## PROBLEM
Every entry must be copied word for word.

Position identification records:

━━━━━━━━━━━━━━━━

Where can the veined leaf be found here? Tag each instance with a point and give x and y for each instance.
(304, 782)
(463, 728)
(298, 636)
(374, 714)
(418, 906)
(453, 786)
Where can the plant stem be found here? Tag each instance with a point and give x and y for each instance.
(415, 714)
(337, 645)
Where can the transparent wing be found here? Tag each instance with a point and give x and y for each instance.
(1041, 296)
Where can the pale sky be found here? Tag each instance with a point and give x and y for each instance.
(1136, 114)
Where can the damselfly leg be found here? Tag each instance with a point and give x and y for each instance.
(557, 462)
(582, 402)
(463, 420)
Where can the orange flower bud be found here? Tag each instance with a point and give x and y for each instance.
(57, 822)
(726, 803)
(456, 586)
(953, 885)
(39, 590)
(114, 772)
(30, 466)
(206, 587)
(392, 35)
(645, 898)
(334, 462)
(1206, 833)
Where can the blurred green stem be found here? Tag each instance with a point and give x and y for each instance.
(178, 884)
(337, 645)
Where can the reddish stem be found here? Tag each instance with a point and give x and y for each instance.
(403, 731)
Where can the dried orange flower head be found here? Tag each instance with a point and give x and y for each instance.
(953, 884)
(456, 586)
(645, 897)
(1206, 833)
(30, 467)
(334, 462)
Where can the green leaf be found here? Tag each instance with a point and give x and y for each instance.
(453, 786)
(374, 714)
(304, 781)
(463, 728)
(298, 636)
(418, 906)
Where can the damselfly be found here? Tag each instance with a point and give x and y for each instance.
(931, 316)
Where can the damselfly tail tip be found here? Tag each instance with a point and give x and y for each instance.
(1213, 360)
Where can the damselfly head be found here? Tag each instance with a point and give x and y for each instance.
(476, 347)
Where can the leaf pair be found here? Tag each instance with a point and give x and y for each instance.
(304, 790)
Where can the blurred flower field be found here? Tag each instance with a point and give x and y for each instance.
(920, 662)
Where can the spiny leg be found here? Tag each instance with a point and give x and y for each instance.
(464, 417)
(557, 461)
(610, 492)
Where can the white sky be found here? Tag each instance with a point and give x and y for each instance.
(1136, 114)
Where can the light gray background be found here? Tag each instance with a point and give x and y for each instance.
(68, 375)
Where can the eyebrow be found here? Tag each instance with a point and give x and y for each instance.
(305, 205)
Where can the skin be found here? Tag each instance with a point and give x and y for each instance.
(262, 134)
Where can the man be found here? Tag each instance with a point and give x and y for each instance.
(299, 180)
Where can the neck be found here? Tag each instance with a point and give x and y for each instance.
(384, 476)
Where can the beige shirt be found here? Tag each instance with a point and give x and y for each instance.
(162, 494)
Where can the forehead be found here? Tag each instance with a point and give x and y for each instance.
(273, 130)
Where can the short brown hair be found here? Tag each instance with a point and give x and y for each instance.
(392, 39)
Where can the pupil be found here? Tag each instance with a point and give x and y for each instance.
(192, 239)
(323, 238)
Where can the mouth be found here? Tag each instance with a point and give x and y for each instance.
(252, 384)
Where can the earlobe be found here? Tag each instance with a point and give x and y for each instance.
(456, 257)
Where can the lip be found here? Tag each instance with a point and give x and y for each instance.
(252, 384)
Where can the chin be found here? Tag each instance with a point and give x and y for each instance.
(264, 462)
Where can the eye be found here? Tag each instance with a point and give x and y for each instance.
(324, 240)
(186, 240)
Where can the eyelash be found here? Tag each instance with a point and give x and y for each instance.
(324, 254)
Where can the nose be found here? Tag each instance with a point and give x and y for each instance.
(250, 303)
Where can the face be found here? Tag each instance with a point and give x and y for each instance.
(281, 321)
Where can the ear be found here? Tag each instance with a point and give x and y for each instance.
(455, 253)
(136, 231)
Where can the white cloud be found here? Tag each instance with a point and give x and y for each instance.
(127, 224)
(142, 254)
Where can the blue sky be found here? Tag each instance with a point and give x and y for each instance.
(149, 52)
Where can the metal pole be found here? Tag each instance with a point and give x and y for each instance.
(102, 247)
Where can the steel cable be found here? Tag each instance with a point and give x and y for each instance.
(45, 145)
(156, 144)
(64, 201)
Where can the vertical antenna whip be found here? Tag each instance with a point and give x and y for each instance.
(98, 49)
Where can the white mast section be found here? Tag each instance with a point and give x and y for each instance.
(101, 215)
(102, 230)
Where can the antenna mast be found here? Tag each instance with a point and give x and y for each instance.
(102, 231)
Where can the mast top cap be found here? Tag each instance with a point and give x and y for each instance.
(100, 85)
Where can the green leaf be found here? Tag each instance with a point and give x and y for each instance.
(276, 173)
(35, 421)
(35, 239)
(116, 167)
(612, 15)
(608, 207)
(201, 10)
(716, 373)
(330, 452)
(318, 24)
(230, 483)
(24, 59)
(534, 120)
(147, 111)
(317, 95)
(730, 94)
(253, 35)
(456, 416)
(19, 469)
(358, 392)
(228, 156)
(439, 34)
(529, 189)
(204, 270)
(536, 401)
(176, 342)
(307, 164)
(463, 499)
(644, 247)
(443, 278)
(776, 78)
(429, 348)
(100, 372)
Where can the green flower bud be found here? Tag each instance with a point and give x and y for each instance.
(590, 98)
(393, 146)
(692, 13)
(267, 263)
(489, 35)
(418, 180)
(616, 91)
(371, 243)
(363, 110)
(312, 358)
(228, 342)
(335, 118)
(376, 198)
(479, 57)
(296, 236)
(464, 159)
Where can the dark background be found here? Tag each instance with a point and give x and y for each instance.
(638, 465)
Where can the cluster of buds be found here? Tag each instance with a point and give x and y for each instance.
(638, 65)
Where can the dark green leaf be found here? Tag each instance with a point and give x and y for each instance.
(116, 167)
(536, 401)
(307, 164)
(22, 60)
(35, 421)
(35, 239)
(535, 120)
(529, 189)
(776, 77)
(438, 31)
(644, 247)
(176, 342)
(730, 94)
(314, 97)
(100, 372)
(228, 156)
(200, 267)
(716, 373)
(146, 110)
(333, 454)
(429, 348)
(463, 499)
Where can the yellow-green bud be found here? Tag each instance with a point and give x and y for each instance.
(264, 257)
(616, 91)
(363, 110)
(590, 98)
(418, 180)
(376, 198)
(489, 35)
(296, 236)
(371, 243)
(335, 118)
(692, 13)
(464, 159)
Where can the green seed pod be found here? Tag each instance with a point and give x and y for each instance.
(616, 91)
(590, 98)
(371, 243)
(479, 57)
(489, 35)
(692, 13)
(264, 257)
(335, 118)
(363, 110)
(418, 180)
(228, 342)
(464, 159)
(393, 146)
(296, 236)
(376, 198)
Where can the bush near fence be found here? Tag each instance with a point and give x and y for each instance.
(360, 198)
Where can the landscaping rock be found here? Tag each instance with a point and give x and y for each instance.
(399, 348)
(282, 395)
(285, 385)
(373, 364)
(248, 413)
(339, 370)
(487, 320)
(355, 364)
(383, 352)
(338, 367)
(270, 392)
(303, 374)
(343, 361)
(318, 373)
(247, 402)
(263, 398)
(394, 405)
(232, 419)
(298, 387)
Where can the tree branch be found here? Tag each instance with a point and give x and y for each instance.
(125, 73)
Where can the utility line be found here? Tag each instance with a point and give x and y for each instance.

━━━━━━━━━━━━━━━━

## COMPLETED TASK
Where can the veined leaf be found here? Tag each instance with a point and give x and y for each instance.
(304, 782)
(463, 728)
(298, 636)
(374, 714)
(418, 906)
(453, 786)
Where can the plant stem be found here? Tag each instance with a point and give x and y for each instance.
(415, 714)
(337, 645)
Where can the transparent wing be found here? Tag each instance with a point and give x and y for each instance.
(1041, 296)
Where can the pale sky be found here? Tag each instance with a point and give x and y for each instance.
(1136, 114)
Where can the damselfly leg be found here? Tag each instance with a point and give x and y for each instance.
(557, 462)
(582, 402)
(463, 420)
Where can the orange flower bud be found here? Tag each instance with a point and give x and y for each instance.
(57, 822)
(726, 803)
(456, 586)
(953, 885)
(39, 590)
(114, 772)
(30, 466)
(206, 587)
(392, 35)
(645, 898)
(334, 462)
(1206, 833)
Where can the blurred green stem be found here? Tag each instance with a point and give x and y for each instance.
(178, 884)
(337, 645)
Where can the reddish stem be found here? Tag each instance with a point and give x and y for each instance.
(403, 731)
Where can the dried orange flower head be found here? Tag each instance with a point and give x and y for each instance.
(953, 884)
(456, 586)
(645, 897)
(1206, 833)
(30, 467)
(334, 462)
Where can the green leaf be found here? Tag each instance with a point and give x and y for each instance.
(453, 786)
(374, 714)
(304, 781)
(463, 728)
(298, 636)
(418, 906)
Where can the damselfly be found here? Tag each instance with a point and give x and y for each instance.
(931, 316)
Where can the damselfly tail tip be found here? Tag each instance with a point and give x and y for each instance.
(1213, 360)
Where can the damselfly head be found here? Tag each instance with a point and give x and y for each instance.
(476, 347)
Where can the leaf pair be found here? Tag each instance with a point and give x and y for each instance.
(304, 790)
Where can the blurred flower field be found here? Tag each instance with a point and give x and y for each instance.
(920, 662)
Where can the spiny leg be found here? Tag each instance with a point and give x and y for each instance.
(464, 417)
(557, 461)
(610, 492)
Where can the white sky be found here? Tag each instance with a point and give x and y for each instance.
(1136, 114)
Where can the light gray background be found here? Tag each instance with a point and give x and y for each instance.
(68, 375)
Where can the eyebrow be found here? Tag each instance with a point and give x and y for each instance.
(305, 205)
Where can the skin be found here? Tag each instance with a point and give x and y for each instance.
(262, 134)
Where can the man be found here? Tag each instance with a point and give x and y for each instance.
(299, 180)
Where can the neck be found here? Tag each instance with a point and give x and y for each instance.
(384, 476)
Where can the beige shirt be found here? Tag each instance with a point and give x and y for each instance.
(162, 494)
Where can the forehead be found here? Tag each instance with a point and give x and y for each instance.
(273, 130)
Where can the short brown hair be found here? Tag each instance with a point and give x and y for each instance.
(392, 39)
Where can the pupil be found here? Tag each instance with a point and give x and y for each instance.
(192, 239)
(323, 238)
Where can the mouth be found here? Tag each instance with a point and give x and y for each instance.
(252, 384)
Where can the earlobe be found here? Tag each instance with a point and give x and y for each instance.
(456, 257)
Where can the lip be found here? Tag each instance with a point and give x and y for each instance.
(252, 384)
Where can the chin be found here? Tag each instance with a point and give x and y for each instance.
(264, 462)
Where can the eye be found here? Tag each instance with a point and give x and y for each instance.
(324, 240)
(186, 240)
Where can the eyelash be found here? Tag each instance with a point and give x and y for each instance.
(324, 254)
Where can the nose be found here? Tag each instance with a point and give x and y for each instance.
(250, 303)
Where can the face be found here? Tag each instance with a point and give x and y for each instance.
(281, 321)
Where can the ear be found here? Tag each instance with a point and give x and y for each instance.
(455, 253)
(136, 231)
Where can the white cloud be found here? Tag each instance with a point and give x and y for each instance.
(127, 224)
(142, 254)
Where can the blue sky be found here? Tag each instance with a point and give x and y for each instance.
(149, 52)
Where can the metal pole be found here? Tag each instance with a point and give x and y for each instance.
(102, 247)
Where can the steel cable be found here? Tag each instance with a point and give x and y for each instance.
(45, 145)
(156, 144)
(64, 201)
Where can the vertical antenna whip be found here? Tag each instance with a point and give x and y for each instance.
(98, 49)
Where can the white mast section be found here? Tag each instance with a point and give x and y for each instance.
(101, 215)
(102, 230)
Where can the antenna mast be found here? Tag each instance with a point and give x and y for each instance.
(102, 231)
Where can the mast top cap be found here? Tag each instance with a point and give x and y for each instance.
(100, 85)
Where can the green leaf be found here? Tag each instance with a point and give x and y for each instance.
(276, 173)
(35, 421)
(35, 239)
(116, 167)
(612, 15)
(608, 207)
(201, 10)
(716, 373)
(330, 452)
(318, 24)
(230, 483)
(24, 59)
(534, 120)
(147, 111)
(317, 95)
(730, 94)
(253, 35)
(456, 416)
(19, 469)
(358, 392)
(228, 156)
(439, 34)
(529, 189)
(204, 270)
(536, 401)
(176, 342)
(307, 164)
(463, 499)
(644, 247)
(443, 278)
(776, 78)
(429, 348)
(100, 372)
Where can the green flower bud be found here? Tag each instance with a point and give x and y for each instance.
(590, 98)
(393, 146)
(692, 13)
(267, 263)
(489, 35)
(418, 180)
(616, 91)
(371, 243)
(363, 110)
(312, 358)
(228, 342)
(335, 118)
(376, 198)
(479, 57)
(296, 236)
(464, 159)
Where can the dark background be found here? Tag each instance with a point and give x and y for each instance.
(638, 465)
Where can the cluster of buds be found here? Tag each instance with a point and give x and y for each instance.
(638, 65)
Where can the dark green leaf be found here? Tag each instance with a point and give x and y for each instance.
(116, 167)
(536, 401)
(307, 164)
(22, 60)
(35, 421)
(35, 239)
(535, 120)
(529, 189)
(776, 77)
(438, 31)
(644, 247)
(176, 342)
(730, 94)
(314, 97)
(100, 372)
(228, 156)
(200, 267)
(716, 373)
(146, 110)
(333, 454)
(429, 348)
(463, 499)
Where can the yellow-green bud be found here? Tag each instance with a point and give x and y for each instance.
(264, 257)
(616, 91)
(363, 110)
(590, 98)
(418, 180)
(376, 198)
(489, 35)
(296, 236)
(371, 243)
(335, 118)
(692, 13)
(464, 159)
Where can the green seed pod be found here? Tag each instance with a point and give x and y for each instance.
(616, 91)
(590, 98)
(371, 243)
(479, 57)
(489, 35)
(692, 13)
(264, 257)
(335, 118)
(363, 110)
(418, 180)
(228, 342)
(464, 159)
(393, 146)
(296, 236)
(376, 198)
Where can the bush near fence be found here? Tag each instance with a point and give x and y for each instance.
(360, 198)
Where can the landscaping rock be found here? Tag each instance with a point and give x and y for each instance.
(399, 348)
(282, 395)
(285, 385)
(373, 364)
(248, 413)
(339, 370)
(487, 320)
(355, 364)
(383, 352)
(338, 367)
(270, 392)
(303, 374)
(343, 361)
(318, 373)
(247, 402)
(263, 398)
(394, 405)
(232, 419)
(298, 387)
Where can the tree branch be found here? Tag each instance with a point and give x and y for each instance.
(125, 73)
Where can the utility line be found here? Tag each instance with a point and give x and y for each instance.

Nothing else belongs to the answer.